# [Atividade 1]
Indique todos os títulos de filmes referidos na crítica de "Cherry".
# [Atividade 2]
Transcreva o trecho da crítica de "Cherry" que começa em "A HISTÓRIA: Cherry" e termina em "relação com Emily.".

A HISTÓRIA: Cherry deixou a faculdade para servir no Iraque como médico do Exército. A sua única âncora é a namorada Emily. Quando regressa a casa como um herói de guerra, luta contra os demónios de um stresse pós-traumático não diagnosticado e torna-se viciado em heroína. Para sustentar o vício, começa a roubar bancos, destruindo pelo caminho a sua relação com Emily.

"Cherry": disponível na Apple TV+ a partir de 12 de março.


Crítica: Daniel Antero

Joe Russo e Anthony Russo são os realizadores responsáveis por "Vingadores: Endgame", que retirou a "Avatar" o título do mais lucrativo de todos os tempos nas bilheteiras em julho de 2019 (e que voltou a perder para o mesmo filme a 13 de março). Ou seja, a sua capacidade para serem épicos é exímia, desde as batalhas super-povoadas ao "timing" perfeito de um "beat" cómico. Mas essa nunca seria a melhor abordagem para um filme como "Cherry"...

# [Material apresentado]
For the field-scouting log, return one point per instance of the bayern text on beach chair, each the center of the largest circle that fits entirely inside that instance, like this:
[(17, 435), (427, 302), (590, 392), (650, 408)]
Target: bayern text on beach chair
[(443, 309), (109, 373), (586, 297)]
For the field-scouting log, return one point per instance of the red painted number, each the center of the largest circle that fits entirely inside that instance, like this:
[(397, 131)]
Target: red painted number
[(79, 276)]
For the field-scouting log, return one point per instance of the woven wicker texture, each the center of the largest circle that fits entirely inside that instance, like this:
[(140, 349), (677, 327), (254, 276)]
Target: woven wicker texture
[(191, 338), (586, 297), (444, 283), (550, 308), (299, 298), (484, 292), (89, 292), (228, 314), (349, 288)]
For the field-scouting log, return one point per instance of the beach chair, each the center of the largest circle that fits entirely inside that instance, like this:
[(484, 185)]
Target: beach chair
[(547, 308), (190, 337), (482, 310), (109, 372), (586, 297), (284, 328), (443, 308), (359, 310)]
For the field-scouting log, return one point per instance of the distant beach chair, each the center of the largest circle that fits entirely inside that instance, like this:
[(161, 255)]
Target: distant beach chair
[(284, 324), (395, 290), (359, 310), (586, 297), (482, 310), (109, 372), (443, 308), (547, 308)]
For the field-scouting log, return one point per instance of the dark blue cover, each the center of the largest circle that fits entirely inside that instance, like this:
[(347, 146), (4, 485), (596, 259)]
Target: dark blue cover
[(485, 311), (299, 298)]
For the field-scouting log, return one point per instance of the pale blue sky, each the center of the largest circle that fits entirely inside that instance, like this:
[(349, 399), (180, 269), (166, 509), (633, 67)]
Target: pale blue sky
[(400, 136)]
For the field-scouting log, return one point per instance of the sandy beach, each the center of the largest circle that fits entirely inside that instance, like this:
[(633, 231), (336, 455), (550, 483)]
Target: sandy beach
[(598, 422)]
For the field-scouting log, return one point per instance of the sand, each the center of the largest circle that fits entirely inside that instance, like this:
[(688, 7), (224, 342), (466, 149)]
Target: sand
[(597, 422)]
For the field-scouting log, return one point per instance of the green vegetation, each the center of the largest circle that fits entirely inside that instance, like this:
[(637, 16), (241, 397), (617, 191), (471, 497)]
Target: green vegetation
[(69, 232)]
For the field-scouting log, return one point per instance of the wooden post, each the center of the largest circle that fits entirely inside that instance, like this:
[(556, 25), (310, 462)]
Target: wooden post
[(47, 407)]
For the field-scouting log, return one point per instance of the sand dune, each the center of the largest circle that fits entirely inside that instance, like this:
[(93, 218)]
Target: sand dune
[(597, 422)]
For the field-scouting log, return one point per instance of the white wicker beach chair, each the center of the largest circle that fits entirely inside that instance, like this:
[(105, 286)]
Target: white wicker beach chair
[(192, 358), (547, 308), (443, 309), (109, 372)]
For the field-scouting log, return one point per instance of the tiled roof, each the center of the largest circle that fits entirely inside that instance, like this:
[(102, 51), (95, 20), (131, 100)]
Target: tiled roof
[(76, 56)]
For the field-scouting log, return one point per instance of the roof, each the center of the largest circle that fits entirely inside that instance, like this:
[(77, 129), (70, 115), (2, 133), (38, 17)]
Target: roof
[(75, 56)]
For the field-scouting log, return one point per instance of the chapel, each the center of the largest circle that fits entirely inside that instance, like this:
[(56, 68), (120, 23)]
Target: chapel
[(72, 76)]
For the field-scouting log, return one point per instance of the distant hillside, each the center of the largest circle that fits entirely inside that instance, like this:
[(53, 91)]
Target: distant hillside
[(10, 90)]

# [Resposta 1]
"Cherry"
"Vingadores: Endgame"
"Avatar"

# [Resposta 2]
A HISTÓRIA: Cherry deixou a faculdade para servir no Iraque como médico do Exército. A sua única âncora é a namorada Emily. Quando regressa a casa como um herói de guerra, luta contra os demónios de um stresse pós-traumático não diagnosticado e torna-se viciado em heroína. Para sustentar o vício, começa a roubar bancos, destruindo pelo caminho a sua relação com Emily.